- Given passage:
==================================================

On the eve of Eternal Sunshine of the Spotless Mind‘s 10th anniversary, I revisited an old cinematic flame, confirming my suspicion that movies, like lovers, improve with forgetting.
March 18, 2014. 9 p.m.
There is a feeling I’ve had my whole life, but have never been able to put into words very well: that if there’s anything I’ve learned from my experiences with art (movies, books, songs), it’s that you can abuse it. I mean “abuse” like in the “substance” sense. Movies, especially–because they absorb you so completely–require handling with care. Tread extra gently around the ones you love the most—don’t watch them too much and too carelessly, or you’ll sap away any power they might have once had over you. Appreciation depreciates. Once you’ve killed a good movie, like a joke told too many times, it’s all over. Good luck trying to get back that rush of first love you had in the beginning.
Already this has begun to happen to me with Michel Gondry’s Eternal Sunshine of the Spotless Mind in the short 10 years of its lifespan, one of my (and countless others’) quote-unquote favorite movies of all time. I’ve instinctively avoided watching it for at least three years now—I shied away even from the chance of seeing it at L.A.’s Silent Movie Theater this Valentine’s Day—because I’m worried that after 10 or so viewings, I’ll discover its magic irrevocably eroded. A long-term boyfriend you stop bothering to put real pants on for–comfortable, and too familiar.
I can tell this is happening because certain images from the film—especially the more ubiquitous ones, like the bed on the snowy beach—are gradually losing their effect. When I saw that image tonight (feeling dully obligated to pen something for the occasion, lazy and uninspired, daunted already by the barrage of ESOTSM love that will spring up tomorrow on the Internet) I actually had to think about why and what it meant to me; I had to work to feel back into the way it first felt. Like my autopilot drive to and from work every day, brain numbed out on boredom and the boozy colors of aVenice Blvd sunset–nearly knocking over cyclists before I force myself to really see. Or like Dr. Mierzwiak’s assuring, unctuous exposition murmuring over the procedure room of Lacuna Inc., his words a blurry accompaniment to Joel’s parade of Clementine-triggers (watercolor sketches, a mug with Clementine’s face on it, matching Potato-Head versions of themselves).
Joel is told by Mierzwiak and assistant Stan to concentrate hard on each item and what it meant to him in relation to Clementine. “Just please try to focus on the memories.”

==================================================

- Recorded information:
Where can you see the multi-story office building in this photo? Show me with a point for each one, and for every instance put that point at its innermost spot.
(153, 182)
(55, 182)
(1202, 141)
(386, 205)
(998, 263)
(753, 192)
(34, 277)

==================================================

- Task directions: Reproduce the passage from the Eternal Sunshine essay above without any changes, starting at "Already this has" up to and including "and too familiar.".

- Exercise solution:
Already this has begun to happen to me with Michel Gondry’s Eternal Sunshine of the Spotless Mind in the short 10 years of its lifespan, one of my (and countless others’) quote-unquote favorite movies of all time. I’ve instinctively avoided watching it for at least three years now—I shied away even from the chance of seeing it at L.A.’s Silent Movie Theater this Valentine’s Day—because I’m worried that after 10 or so viewings, I’ll discover its magic irrevocably eroded. A long-term boyfriend you stop bothering to put real pants on for–comfortable, and too familiar.